## Text for analysis
:::

A Different Form of Competition

Josh Wright —  4 February 2009

A DC area blog reader sends the following update on Inova’s successful attempts to forestall entry in Northern Virginia:

The Loudoun County Board of Supervisors voted yesterday to reject a proposal by HCA Virginia to build a hospital in Loudoun, capping more than five years of fierce debate over how best to meet the rising demand for medical care.  After an intense campaign by Inova Health System to prevent a competitor from taking root in Loudoun, the board voted 5 to 4 against the proposal to build a 164-bed acute-care facility, the Broadlands Regional Medical Center.  The decision was the latest development in a long-running battle between nonprofit Inova, the largest hospital system in Northern Virginia, and the for-profit hospital network HCA, which first won authorization for the hospital from the state health commissioner in 2004. A similar proposal was rejected by the previous Board of Supervisors in 2005….

:::

## Data listing
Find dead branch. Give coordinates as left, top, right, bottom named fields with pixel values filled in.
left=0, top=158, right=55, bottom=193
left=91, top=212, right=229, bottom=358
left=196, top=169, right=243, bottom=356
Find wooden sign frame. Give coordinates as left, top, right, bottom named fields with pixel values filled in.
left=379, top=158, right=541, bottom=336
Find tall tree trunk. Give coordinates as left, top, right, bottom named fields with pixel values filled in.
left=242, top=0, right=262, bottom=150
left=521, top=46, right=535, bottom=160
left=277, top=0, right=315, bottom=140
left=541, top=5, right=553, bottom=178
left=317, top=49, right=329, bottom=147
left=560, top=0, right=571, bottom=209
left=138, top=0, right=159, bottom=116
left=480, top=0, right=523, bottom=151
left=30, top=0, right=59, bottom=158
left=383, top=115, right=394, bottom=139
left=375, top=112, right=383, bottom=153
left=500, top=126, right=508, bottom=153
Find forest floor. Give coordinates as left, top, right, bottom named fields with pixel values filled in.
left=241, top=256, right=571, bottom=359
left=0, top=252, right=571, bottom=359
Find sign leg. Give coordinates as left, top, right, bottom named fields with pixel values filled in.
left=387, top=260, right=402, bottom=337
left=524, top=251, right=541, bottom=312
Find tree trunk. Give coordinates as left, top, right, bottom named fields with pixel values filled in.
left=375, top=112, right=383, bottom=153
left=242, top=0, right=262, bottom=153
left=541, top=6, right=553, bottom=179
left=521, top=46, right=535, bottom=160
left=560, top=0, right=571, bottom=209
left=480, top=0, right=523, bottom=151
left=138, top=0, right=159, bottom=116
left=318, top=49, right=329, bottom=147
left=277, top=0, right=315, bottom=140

:::

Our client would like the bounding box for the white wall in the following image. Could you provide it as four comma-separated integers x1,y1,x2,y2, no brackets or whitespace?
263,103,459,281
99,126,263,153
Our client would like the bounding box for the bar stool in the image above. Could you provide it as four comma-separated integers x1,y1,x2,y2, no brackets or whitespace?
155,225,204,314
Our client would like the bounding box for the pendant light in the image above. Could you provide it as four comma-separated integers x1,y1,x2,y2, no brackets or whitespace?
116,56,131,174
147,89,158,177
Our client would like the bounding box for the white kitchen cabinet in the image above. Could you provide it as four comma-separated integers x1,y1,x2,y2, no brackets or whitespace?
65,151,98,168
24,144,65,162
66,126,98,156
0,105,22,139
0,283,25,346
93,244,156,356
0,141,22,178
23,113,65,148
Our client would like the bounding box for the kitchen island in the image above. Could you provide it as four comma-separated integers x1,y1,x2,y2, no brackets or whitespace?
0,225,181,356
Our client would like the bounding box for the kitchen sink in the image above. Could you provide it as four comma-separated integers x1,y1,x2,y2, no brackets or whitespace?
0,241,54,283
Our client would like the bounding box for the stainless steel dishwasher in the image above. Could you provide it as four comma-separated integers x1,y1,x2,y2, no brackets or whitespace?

:::

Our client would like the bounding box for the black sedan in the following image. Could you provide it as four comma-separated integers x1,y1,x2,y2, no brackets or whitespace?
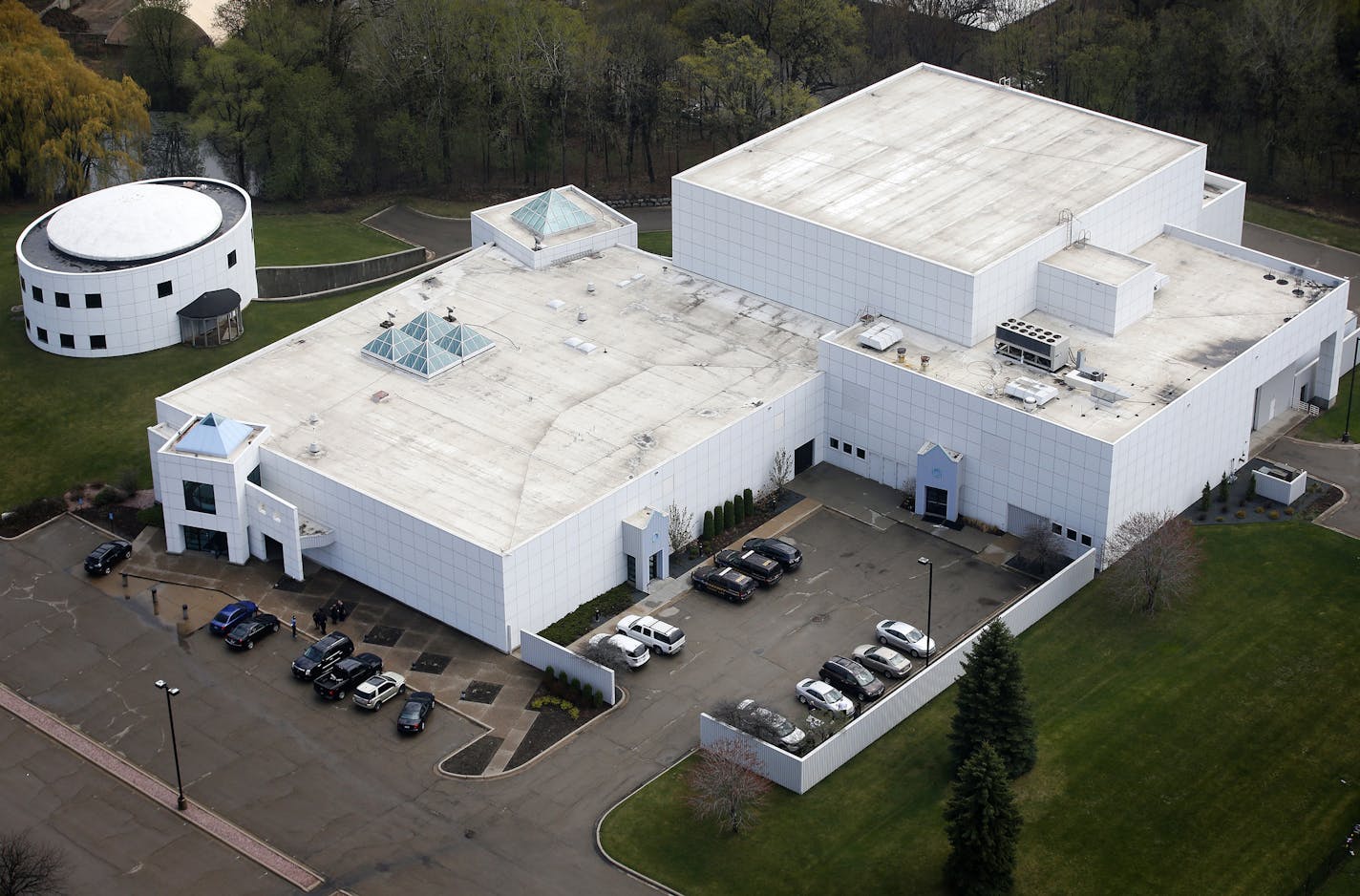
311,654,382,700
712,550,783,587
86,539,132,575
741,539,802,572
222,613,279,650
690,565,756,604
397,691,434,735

:::

## Check your understanding
1. In the post about the Loudoun County hospital vote, reproduce everything from "The Loudoun County" down to "Supervisors in 2005….".
2. According to the post about the Loudoun County hospital vote, how many beds would the proposed Broadlands Regional Medical Center have had?

## Answers
1.
The Loudoun County Board of Supervisors voted yesterday to reject a proposal by HCA Virginia to build a hospital in Loudoun, capping more than five years of fierce debate over how best to meet the rising demand for medical care.  After an intense campaign by Inova Health System to prevent a competitor from taking root in Loudoun, the board voted 5 to 4 against the proposal to build a 164-bed acute-care facility, the Broadlands Regional Medical Center.  The decision was the latest development in a long-running battle between nonprofit Inova, the largest hospital system in Northern Virginia, and the for-profit hospital network HCA, which first won authorization for the hospital from the state health commissioner in 2004. A similar proposal was rejected by the previous Board of Supervisors in 2005….

2. 164 beds